Teks Bacaan:
Tribun Manado Wiki
Sejarah Terbentuknya Komunitas Jawa Tondano di Minahasa dan Warisan Tradisi Kyai Modjo Turun Temurun
Komunitas Kampung Jawa Tondano (Jaton), yang berada di Kabupaten Minahasa, Sulut menyimpan kisah sejarah yang panjang dan heroik.
Penulis: Mejer Lumantow | Editor: Chintya Rantung
Oleh karena keunikannya itu, sejak lama Kampung Jawa Tondano dijadikan wisata Religi dan Desa Budaya oleh masyarakat serta oleh Pemerintah Minahasa dan sejak tahun 2014 Kelurahan Kampung Jawa Tondano telah dijadikan kawasan strategis Propinsi Sulawesi Utara.
Maka sejak perkawinan itu terbentuklah komunitas Jaton yang semuanya memeluk Agama Islam mendiami Desa Kampung Jawa Tondano dengan keunikannya tersendiri ditengah masyarakat Minahasa sebagai penduduk asli yang masih menganut budaya yang disebut Belanda Alifuru.

Tugas A: Tuliskan semua nama orang yang disebut dalam teks tentang komunitas Jawa Tondano.
Tugas B: Salin kembali bagian teks tentang komunitas Jawa Tondano, mulai dari "Penulis: Mejer Lumantow" sampai dengan "disebut Belanda Alifuru.".
Tugas C: Teruskan teks tentang komunitas Jawa Tondano setelah kalimat terakhirnya.
Catatan di bawah ini diambil dari sumber yang berbeda.

Catatan Terlampir:

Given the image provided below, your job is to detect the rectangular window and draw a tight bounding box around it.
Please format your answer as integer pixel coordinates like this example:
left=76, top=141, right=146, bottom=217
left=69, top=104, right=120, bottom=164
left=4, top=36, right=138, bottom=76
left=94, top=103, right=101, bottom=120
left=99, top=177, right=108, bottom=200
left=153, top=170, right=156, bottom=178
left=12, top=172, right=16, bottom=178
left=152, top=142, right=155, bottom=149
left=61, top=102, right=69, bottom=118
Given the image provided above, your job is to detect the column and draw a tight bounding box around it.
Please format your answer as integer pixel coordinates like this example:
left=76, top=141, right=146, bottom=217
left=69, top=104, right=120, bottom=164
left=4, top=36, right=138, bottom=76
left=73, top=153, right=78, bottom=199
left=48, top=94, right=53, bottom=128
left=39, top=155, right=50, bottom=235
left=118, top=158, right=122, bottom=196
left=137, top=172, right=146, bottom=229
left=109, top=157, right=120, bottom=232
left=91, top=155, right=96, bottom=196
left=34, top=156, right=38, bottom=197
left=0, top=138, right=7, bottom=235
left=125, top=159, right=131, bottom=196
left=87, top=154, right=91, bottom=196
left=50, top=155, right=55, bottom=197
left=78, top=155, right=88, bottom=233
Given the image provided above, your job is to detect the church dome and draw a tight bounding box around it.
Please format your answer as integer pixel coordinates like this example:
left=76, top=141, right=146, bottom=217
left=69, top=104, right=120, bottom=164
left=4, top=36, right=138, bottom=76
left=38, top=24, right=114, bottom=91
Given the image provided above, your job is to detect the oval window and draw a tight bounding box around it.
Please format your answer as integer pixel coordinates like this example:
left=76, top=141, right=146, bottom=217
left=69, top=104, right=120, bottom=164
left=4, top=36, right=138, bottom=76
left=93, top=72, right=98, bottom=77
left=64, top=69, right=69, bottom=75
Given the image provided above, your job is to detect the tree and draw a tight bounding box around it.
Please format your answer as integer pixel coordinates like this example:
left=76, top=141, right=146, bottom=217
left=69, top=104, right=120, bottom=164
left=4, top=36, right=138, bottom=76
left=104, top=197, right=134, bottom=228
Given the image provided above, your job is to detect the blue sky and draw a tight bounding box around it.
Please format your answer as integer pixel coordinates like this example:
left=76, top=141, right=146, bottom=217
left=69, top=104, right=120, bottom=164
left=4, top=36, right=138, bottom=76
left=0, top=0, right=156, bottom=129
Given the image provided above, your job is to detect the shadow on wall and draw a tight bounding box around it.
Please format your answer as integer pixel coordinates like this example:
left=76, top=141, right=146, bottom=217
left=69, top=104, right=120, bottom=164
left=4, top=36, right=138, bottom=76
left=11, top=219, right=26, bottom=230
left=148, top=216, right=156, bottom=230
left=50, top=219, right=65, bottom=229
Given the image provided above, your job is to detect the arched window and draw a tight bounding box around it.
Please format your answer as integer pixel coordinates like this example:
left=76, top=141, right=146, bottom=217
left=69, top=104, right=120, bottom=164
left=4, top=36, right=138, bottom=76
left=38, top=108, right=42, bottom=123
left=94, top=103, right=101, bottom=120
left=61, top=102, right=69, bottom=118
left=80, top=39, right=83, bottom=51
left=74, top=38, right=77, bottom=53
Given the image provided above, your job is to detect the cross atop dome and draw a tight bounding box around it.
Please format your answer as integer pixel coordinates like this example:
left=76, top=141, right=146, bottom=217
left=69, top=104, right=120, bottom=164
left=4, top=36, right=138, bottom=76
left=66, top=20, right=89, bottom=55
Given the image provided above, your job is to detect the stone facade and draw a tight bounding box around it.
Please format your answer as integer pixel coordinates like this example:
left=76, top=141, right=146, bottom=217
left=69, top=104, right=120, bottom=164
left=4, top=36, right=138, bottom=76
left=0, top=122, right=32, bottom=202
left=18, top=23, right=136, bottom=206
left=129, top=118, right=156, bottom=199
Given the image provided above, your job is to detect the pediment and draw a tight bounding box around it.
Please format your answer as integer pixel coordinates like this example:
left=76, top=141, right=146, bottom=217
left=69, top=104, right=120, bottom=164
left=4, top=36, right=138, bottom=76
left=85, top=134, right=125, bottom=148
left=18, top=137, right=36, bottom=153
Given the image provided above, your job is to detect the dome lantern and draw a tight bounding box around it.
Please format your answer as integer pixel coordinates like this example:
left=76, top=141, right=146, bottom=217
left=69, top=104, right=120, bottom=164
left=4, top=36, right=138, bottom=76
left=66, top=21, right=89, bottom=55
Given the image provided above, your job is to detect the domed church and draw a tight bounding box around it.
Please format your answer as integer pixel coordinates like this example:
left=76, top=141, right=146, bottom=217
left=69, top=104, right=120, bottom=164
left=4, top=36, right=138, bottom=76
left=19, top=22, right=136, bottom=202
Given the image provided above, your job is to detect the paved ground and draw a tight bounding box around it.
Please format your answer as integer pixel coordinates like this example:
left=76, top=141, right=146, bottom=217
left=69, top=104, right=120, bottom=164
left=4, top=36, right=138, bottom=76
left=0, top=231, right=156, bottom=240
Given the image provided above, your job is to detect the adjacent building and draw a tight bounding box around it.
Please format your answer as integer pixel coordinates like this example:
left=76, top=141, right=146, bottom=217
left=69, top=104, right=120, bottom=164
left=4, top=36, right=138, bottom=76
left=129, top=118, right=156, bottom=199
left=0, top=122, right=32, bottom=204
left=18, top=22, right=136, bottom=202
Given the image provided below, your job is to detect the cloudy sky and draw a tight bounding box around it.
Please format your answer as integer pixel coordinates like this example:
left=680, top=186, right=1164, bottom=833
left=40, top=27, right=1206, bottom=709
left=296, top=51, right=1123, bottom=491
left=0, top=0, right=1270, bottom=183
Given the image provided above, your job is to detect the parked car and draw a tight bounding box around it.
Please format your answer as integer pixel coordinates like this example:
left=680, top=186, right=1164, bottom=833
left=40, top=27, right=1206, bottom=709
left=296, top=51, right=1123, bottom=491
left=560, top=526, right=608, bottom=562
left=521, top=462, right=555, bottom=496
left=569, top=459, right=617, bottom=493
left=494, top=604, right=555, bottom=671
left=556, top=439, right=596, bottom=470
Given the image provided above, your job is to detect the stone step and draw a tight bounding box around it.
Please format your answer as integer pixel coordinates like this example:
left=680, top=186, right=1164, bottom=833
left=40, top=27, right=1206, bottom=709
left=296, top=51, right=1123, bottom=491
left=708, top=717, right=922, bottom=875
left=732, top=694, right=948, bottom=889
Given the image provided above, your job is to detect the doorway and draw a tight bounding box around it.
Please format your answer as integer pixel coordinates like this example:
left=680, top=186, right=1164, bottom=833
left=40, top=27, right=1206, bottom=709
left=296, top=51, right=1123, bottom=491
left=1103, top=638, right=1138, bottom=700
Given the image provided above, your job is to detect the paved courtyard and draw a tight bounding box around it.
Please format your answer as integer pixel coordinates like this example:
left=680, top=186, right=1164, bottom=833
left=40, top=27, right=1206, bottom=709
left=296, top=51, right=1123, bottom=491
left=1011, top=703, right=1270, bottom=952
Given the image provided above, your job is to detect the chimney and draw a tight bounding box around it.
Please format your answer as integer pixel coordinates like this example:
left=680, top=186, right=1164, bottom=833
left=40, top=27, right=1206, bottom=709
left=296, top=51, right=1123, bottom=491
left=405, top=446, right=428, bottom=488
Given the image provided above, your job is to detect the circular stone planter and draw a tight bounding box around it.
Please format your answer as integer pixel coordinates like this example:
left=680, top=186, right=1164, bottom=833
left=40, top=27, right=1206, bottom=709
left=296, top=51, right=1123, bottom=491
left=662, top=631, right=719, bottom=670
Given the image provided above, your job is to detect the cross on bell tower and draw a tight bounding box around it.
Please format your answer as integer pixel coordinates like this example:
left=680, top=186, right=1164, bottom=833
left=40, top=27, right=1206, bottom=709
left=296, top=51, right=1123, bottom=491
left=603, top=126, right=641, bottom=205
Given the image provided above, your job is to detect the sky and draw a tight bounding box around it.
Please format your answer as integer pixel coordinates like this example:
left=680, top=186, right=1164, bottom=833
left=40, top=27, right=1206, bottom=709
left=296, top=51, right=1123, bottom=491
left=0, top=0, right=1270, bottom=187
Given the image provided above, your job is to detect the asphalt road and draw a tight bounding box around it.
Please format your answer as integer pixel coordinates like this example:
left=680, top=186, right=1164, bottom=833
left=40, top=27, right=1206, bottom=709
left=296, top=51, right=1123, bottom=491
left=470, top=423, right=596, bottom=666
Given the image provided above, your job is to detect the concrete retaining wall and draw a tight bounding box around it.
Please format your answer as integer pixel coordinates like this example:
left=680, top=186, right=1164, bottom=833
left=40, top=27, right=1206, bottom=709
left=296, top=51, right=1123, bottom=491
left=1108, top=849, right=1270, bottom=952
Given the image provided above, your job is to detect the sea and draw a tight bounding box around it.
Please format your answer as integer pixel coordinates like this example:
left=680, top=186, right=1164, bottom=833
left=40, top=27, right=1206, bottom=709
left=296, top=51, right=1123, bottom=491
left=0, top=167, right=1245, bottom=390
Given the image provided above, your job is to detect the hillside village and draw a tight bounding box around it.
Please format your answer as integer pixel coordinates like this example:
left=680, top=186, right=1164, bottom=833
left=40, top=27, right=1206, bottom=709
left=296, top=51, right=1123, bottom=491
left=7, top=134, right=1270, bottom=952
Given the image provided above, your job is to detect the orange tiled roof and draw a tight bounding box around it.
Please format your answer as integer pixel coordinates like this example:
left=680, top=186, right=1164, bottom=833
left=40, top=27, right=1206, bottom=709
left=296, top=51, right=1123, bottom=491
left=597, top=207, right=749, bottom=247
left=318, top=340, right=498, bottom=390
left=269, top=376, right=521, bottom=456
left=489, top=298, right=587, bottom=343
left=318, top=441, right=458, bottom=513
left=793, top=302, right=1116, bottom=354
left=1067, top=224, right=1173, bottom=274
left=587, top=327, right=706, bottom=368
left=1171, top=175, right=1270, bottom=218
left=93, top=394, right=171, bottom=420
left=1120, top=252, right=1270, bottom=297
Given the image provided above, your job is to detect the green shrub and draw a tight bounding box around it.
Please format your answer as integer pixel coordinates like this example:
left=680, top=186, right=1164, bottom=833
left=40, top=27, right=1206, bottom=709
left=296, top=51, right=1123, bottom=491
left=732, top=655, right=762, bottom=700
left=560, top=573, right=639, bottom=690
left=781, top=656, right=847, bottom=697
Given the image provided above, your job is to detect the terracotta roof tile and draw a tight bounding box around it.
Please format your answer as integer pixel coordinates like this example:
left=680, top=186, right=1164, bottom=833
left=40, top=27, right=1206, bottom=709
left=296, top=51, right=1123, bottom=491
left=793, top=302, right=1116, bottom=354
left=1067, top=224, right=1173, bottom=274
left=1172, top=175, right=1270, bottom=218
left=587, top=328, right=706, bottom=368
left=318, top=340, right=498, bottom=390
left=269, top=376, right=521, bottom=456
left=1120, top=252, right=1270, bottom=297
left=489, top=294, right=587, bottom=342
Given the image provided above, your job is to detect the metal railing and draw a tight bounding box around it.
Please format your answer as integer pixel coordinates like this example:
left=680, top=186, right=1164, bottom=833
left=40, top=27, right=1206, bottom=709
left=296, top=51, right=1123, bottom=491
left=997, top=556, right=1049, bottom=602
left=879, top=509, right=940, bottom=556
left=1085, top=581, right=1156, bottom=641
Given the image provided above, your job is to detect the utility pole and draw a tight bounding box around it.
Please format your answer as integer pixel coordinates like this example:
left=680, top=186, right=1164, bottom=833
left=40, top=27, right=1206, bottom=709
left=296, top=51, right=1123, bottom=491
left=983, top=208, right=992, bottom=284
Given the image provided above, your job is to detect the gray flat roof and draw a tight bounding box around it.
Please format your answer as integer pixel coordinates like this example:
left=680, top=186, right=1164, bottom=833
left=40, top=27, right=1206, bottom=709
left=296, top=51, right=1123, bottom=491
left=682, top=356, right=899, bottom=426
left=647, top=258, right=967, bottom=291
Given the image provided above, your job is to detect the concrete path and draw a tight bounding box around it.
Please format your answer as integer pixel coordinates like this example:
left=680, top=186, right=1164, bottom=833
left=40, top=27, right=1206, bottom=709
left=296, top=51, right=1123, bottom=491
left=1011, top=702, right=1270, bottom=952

Jawaban A: Kyai Modjo, Mejer Lumantow, Chintya Rantung

Jawaban B:
Penulis: Mejer Lumantow | Editor: Chintya Rantung
Oleh karena keunikannya itu, sejak lama Kampung Jawa Tondano dijadikan wisata Religi dan Desa Budaya oleh masyarakat serta oleh Pemerintah Minahasa dan sejak tahun 2014 Kelurahan Kampung Jawa Tondano telah dijadikan kawasan strategis Propinsi Sulawesi Utara.
Maka sejak perkawinan itu terbentuklah komunitas Jaton yang semuanya memeluk Agama Islam mendiami Desa Kampung Jawa Tondano dengan keunikannya tersendiri ditengah masyarakat Minahasa sebagai penduduk asli yang masih menganut budaya yang disebut Belanda Alifuru.

Jawaban C:
"Yang kemudian dikelilingi mayoritas penduduk asli yang memeluk Agama Kristen setelah kedatangan Misionaris Johann Friedrich Riedel di Tondano tahun 1831," jelasnya
Dikatakannya, Makam Zendeling atau Pekabar Injil Riedel ini terletak di Kelurahan Ranowangko Kecamatan Tondano Timur sebagai tetangga Kampung Jawa Tondano dan bersama makam Kyai Modjo juga telah dimasukkan menjadi salah satu kawasan budaya bagian dari Kampung Jawa Tondano sebagai kawasan Strategis Propinsi Sulawesi Utara.
Kata Prof Pulukadang, Peresmian terbentuknya Desa Kampung Jawa, yakni sejak tahun perkawinan para pengikut Kyai Modjo dengan anak para Walak Minahasa itu pula, tepatnya dibulan Haji Hijriah bertepatan dengan tahun 1831 Miladia didirikan dan diresmikan Kampung Jawa Tondano.
Jika mengacu pada kedatangan Kyai Modjo dan rombongannya hari minggu bulan Ruwah tanggal 25 Tahun Jim Hijrah 1246 bertepatan dengan 19 Februari 1830 maka bulan Hijriah tahun 1831 bila ditambah 11 hari maka bertepatan dengan tanggal 1 Maret 1831.
"Tahun inilah secara resmi Kampung jawa dijadikan Desa oleh pemerintah Belanda," kata Prof Pulukadang yang juga Mantan Dosen di FISIP Unsrat ini.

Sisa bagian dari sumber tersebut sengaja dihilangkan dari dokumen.